PROBLEM SET |
1 - Answer these questions from the operator migration and testing notes, one line each:
(a) What value for VMAFX_OPERATOR_WEBHOOK_PORT is given as an example for enabling webhooks?
(b) How many specs does the controller envtest suite verify?
(c) Which version number is passed to `setup-envtest use` in the notes?
2 - Reproduce the operator migration and testing notes word for word, starting at "Running tests" and ending at "behaviour (7 specs).".
3 - Continue the operator migration and testing notes from where they stop.

** Start TEXT SHOWN **

Migration from the pre-fx binary (ADR-1119): the CLI flags (--metrics-bind-address, --health-probe-bind-address, --leader-elect, --log-level, --webhooks-enabled) are removed. Three env vars were renamed — VMAFX_OPERATOR_PROBE_ADDRVMAFX_OPERATOR_HEALTH_PROBE_ADDR, VMAFX_OPERATOR_LEADER_ELECTVMAFX_OPERATOR_LEADER_ELECTION, VMAFX_OPERATOR_LOG_LEVELVMAFX_LOG_LEVEL — and the boolean VMAFX_OPERATOR_WEBHOOKS_ENABLED is replaced by the integer VMAFX_OPERATOR_WEBHOOK_PORT (set a port such as 9443 to enable; 0 or unset disables). Update Deployment manifests and Helm values accordingly.


Running tests

Controller envtest suite

The envtest suite installs the CRDs into an embedded etcd + API server and verifies each reconciler's Stage 2 behaviour (7 specs).

# Install envtest binaries (one-time).
go install sigs.k8s.io/controller-runtime/tools/setup-envtest@latest
export KUBEBUILDER_ASSETS=$(setup-envtest use 1.31 -p path)

# Run the controller suite.

** End TEXT SHOWN **
** Start SUPPLIED DATA **

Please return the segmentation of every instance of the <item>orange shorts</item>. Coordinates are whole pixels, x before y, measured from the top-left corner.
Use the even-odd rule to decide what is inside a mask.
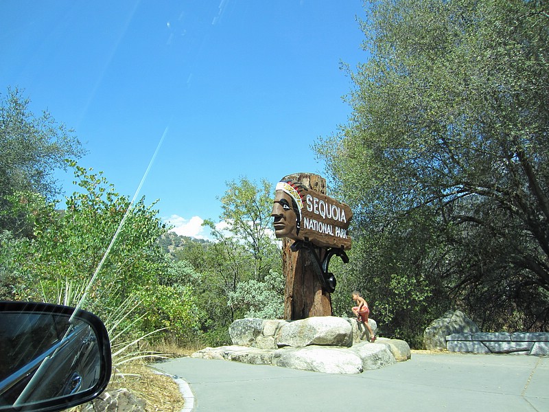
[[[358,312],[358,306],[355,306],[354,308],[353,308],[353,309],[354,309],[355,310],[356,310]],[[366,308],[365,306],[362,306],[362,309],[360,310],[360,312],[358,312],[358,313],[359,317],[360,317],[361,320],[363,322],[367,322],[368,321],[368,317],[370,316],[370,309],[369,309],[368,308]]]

** End SUPPLIED DATA **
** Start SUPPLIED DATA **

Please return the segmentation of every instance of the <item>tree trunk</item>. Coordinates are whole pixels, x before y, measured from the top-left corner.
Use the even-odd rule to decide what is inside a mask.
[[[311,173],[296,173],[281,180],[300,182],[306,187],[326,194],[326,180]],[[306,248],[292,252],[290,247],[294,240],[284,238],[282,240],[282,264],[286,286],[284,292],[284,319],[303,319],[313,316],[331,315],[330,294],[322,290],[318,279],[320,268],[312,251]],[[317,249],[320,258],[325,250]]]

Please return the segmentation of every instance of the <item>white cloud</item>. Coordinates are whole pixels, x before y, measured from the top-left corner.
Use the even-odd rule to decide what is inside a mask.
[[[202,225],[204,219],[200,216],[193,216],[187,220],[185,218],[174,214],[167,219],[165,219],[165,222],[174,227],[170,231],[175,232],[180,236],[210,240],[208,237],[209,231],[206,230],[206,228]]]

** End SUPPLIED DATA **
** Start SUPPLIED DATA **

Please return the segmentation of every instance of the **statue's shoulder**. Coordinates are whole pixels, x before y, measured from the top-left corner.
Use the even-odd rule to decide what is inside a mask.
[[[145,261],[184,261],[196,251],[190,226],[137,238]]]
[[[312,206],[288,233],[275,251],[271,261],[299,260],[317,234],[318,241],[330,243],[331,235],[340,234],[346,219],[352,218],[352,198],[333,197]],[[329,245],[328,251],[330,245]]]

** End SUPPLIED DATA **

PER-TASK OUTPUTS |
1 -
(a) 9443
(b) 7
(c) 1.31

2 -
Running tests

Controller envtest suite

The envtest suite installs the CRDs into an embedded etcd + API server and verifies each reconciler's Stage 2 behaviour (7 specs).

3 -
go test ./cmd/vmafx-operator/internal/controller/... -v

Webhook unit tests

Webhook validators are pure Go functions — no API server needed.

go test ./cmd/vmafx-operator/internal/webhook/... -v

Run all operator tests

export KUBEBUILDER_ASSETS=$(setup-envtest use 1.31 -p path)
go test ./cmd/vmafx-operator/... -v

Webhook admission validation

Webhooks are disabled by default. Enable by setting a webhook port, e.g. VMAFX_OPERATOR_WEBHOOK_PORT=9443 (and optionally VMAFX_OPERATOR_WEBHOOK_HOST). When enabled, the operator validates:

CRD Field Rule
VmafxJob spec.reference, spec.distorted Must be a valid rclone URI: non-empty, scheme:// form
VmafxNode spec.gpuVendor Must be one of nvidia, amd, intel, cpu

Valid URI schemes include file://, s3://, rclone://, gs://, azure://, and any other alphabet:// URI supported by rclone.

TLS prerequisite: the webhook server requires a valid TLS certificate. Install cert-manager and annotate the webhook Service with cert-manager.io/inject-ca-from to auto-provision the certificate.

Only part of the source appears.